━━ Exercise input ━━

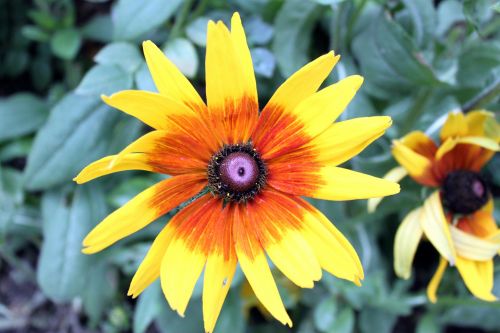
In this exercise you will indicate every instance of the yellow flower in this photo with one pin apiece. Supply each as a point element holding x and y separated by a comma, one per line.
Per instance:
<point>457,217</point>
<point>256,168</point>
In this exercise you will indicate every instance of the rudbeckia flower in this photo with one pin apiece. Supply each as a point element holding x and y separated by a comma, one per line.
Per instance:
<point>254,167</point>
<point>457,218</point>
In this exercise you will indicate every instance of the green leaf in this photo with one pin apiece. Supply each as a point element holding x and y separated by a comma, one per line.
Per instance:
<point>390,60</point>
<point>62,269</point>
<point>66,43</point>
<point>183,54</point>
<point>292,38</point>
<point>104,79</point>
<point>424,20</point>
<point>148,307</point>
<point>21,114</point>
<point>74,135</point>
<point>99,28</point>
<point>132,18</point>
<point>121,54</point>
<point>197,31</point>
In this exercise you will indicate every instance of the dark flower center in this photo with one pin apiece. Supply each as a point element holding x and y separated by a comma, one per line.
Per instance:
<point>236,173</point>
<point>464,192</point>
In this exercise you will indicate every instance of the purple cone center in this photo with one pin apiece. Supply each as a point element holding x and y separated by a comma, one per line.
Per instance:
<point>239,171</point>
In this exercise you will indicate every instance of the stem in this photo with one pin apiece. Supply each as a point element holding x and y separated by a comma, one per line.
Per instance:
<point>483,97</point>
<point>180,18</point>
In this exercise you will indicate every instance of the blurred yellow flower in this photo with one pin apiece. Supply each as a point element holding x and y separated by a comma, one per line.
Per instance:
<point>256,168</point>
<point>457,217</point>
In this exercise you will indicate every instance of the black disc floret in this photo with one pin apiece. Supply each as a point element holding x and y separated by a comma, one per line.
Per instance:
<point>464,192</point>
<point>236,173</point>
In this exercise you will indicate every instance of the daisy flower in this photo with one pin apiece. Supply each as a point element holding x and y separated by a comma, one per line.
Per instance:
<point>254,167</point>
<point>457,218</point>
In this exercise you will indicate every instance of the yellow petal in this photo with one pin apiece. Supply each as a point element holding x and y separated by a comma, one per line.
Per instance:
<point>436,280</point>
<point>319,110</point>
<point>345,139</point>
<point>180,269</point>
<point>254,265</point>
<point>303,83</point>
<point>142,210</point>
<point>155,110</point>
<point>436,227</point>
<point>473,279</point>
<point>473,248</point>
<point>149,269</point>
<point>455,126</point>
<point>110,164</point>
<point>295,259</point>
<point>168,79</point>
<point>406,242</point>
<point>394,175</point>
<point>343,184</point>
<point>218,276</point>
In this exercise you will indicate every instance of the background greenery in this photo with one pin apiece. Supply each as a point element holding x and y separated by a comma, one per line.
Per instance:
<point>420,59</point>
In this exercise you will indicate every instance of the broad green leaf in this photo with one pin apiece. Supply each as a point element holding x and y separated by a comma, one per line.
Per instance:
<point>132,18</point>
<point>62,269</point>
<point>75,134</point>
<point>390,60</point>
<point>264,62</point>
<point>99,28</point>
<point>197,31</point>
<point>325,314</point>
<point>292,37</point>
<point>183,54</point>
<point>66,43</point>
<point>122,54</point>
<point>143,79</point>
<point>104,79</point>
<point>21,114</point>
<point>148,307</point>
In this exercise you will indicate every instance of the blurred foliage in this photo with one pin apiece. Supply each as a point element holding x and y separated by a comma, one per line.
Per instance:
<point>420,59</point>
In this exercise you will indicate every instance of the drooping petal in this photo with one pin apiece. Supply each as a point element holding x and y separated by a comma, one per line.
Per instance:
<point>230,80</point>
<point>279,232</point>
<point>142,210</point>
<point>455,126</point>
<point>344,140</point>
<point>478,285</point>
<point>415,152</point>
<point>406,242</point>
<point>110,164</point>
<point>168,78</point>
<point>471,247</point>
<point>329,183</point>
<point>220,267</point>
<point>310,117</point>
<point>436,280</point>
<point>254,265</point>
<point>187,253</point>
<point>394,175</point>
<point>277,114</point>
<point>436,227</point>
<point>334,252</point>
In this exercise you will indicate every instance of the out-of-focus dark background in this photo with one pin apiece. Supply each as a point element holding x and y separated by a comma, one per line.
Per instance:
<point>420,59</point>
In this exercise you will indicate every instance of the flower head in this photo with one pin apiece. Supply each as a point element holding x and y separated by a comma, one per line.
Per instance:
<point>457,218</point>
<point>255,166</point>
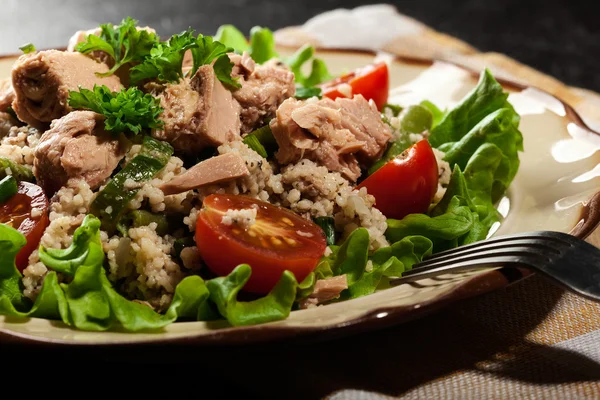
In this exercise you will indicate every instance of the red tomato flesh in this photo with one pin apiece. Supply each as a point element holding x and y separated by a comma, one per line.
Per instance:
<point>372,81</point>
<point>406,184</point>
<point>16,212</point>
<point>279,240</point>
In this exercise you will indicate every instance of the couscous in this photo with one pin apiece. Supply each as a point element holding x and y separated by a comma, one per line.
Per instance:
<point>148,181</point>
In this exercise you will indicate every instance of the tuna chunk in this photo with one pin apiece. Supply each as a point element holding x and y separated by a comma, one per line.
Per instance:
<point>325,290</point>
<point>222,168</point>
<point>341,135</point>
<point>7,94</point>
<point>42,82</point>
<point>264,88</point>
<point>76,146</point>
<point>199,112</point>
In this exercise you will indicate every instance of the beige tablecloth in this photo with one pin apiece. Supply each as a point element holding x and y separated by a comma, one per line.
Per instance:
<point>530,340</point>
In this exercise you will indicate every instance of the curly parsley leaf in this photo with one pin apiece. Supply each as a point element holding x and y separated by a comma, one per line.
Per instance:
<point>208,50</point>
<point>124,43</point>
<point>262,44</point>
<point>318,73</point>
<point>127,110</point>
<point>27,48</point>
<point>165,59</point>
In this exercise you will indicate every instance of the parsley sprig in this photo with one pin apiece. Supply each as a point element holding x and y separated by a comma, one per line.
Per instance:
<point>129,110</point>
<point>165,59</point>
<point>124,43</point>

━━━

• _Problem requirements_:
All of the entries above should be retyped exactly, with the pictures left out.

• _Solved exercise_:
In this exercise you will indicate every instance of the yellow flower in this photo with one pin apiece. Supply each as a point element holding x and y separated by a comma, one per line.
Per instance:
<point>457,217</point>
<point>256,168</point>
In this exercise you will indicate every instance of the rudbeckia flower in this photo with one pin apiece. Supply each as a point element holding x and y separated by a comma, one per line.
Per instance:
<point>254,167</point>
<point>457,218</point>
In this exercise you will indicate every instance of the green leaf in this photo with one pin apiece. Supply each as a point element holding x and y separated by a comma, one per line.
Per instance:
<point>390,60</point>
<point>62,269</point>
<point>66,43</point>
<point>183,54</point>
<point>292,38</point>
<point>104,79</point>
<point>424,20</point>
<point>148,307</point>
<point>21,114</point>
<point>74,135</point>
<point>99,28</point>
<point>132,18</point>
<point>121,54</point>
<point>197,31</point>
In this exercise you will indicate every instance of the dark flower center in this photo with one pin apiece. Supply each as a point element holding x and y separated by a comma, one per line.
Per instance:
<point>236,173</point>
<point>464,192</point>
In this exercise you will indicate every instance of the purple cone center in this photo with one pin apiece. Supply each as a point element holding x and y separated by a comma, one per line.
Per instance:
<point>239,171</point>
In this exercise you will indicate every instance of the stem in this photo with one pin apiece. Supply each as a point element holding x and y separated by a comma, one per line.
Per instance:
<point>483,97</point>
<point>180,18</point>
In this exercise you will indicate every instance of the blurred yellow flower in this photo with one pin apiece. Supply each as a point element holding x and y separated by a comma, one per line.
Per instance:
<point>256,168</point>
<point>457,217</point>
In this exercise you will indicate every instance of the black disc floret in this photo with one pin apiece. Supply each as a point element holding x and y separated by a comma, one per line.
Per instance:
<point>464,192</point>
<point>236,173</point>
In this exercise you will indicate every instance of the daisy flower in this photo with one pin apiece. Supply each as a point element holding x and y separated by a comma, one per line.
Per instance:
<point>254,167</point>
<point>457,218</point>
In this exercise you will indicate every instance of the yellow petal in this photo with one pin apiece. Supply each as a point element holding x and y separated by a comma, one per line.
Per instance:
<point>436,280</point>
<point>319,110</point>
<point>345,139</point>
<point>180,269</point>
<point>254,265</point>
<point>303,83</point>
<point>142,210</point>
<point>155,110</point>
<point>436,227</point>
<point>473,279</point>
<point>473,248</point>
<point>149,269</point>
<point>455,126</point>
<point>110,164</point>
<point>295,259</point>
<point>168,79</point>
<point>406,242</point>
<point>394,175</point>
<point>343,184</point>
<point>218,276</point>
In this exercise you will indicate every instance of the background greenery in this photo with one pin apiece. Supply each as a point element holding x and y separated by a comma, one per line.
Per instance:
<point>420,59</point>
In this exercise you will indicate every instance of the broad green leaf in this photo with one pin apiece. Supply each as a point element holding x and y separated by a comma, one per line.
Per instance:
<point>132,18</point>
<point>62,269</point>
<point>75,134</point>
<point>390,60</point>
<point>264,62</point>
<point>99,28</point>
<point>197,31</point>
<point>325,314</point>
<point>292,37</point>
<point>183,54</point>
<point>66,43</point>
<point>122,54</point>
<point>143,79</point>
<point>104,79</point>
<point>21,114</point>
<point>148,307</point>
In this exercise you will indicate every instance of the blurred foliage in this photo with one pin apiece. Supply each as a point element holding x and y separated by a comma, one per line.
Per instance:
<point>420,59</point>
In this exercise you will indicate every instance of the drooping petal in this photo with one pin apiece. Supply each as a point element holding x and y separated by a comma, one per line.
Per instance:
<point>230,80</point>
<point>279,232</point>
<point>142,210</point>
<point>455,126</point>
<point>344,140</point>
<point>478,285</point>
<point>415,152</point>
<point>406,242</point>
<point>110,164</point>
<point>168,78</point>
<point>471,247</point>
<point>329,183</point>
<point>220,267</point>
<point>310,117</point>
<point>436,280</point>
<point>254,265</point>
<point>187,253</point>
<point>394,175</point>
<point>277,114</point>
<point>436,227</point>
<point>334,252</point>
In this exercise you will indicate every instance of the out-of-focus dark background in this photo with one pin apiece. Supply each as a point element holding x and y separated by a comma, one per line.
Per instance:
<point>420,59</point>
In this exercise you will indicate every instance of the flower head in this photo with one pin apiece. Supply each as a point element holding x and y separated by a comma, one per line.
Per instance:
<point>457,218</point>
<point>255,166</point>
In this exercise you will indicate every instance of the red tomato flesh in this photo with one pin apiece. Supply each as a point element holding x and y separated by a comma, one per line.
Per instance:
<point>372,81</point>
<point>406,184</point>
<point>16,212</point>
<point>279,240</point>
In this exercise you will indicate every instance of the couscous in this photo with one pin apiece. Supply each as a point element holding x and y separated by a comma, one per line.
Per instance:
<point>148,181</point>
In this exercise you will indicate every instance of the tuna chunk in this photo with one pin apiece. Supply each as a point element holding x and y separated by a comma, one per line.
Per instance:
<point>325,290</point>
<point>222,168</point>
<point>341,135</point>
<point>7,94</point>
<point>42,82</point>
<point>264,88</point>
<point>76,146</point>
<point>199,112</point>
In this exercise you will indicate every instance of the beige tablecloth in this photo with one pin apiece. Supply each as a point element holding x and y separated by a comma, one per line.
Per instance:
<point>530,340</point>
In this exercise you will indicate every instance of the curly parsley leaf in this photo with one pin apiece. Supply each as a point element holding x and y separated by a comma, one per line.
Per instance:
<point>208,50</point>
<point>124,43</point>
<point>262,44</point>
<point>318,73</point>
<point>127,110</point>
<point>27,48</point>
<point>165,59</point>
In this exercise you will indicate every instance of the parsley sprig in this photo with one pin apiece. Supply each as a point element holding x and y separated by a comma, one per line.
Per instance:
<point>129,110</point>
<point>165,59</point>
<point>124,43</point>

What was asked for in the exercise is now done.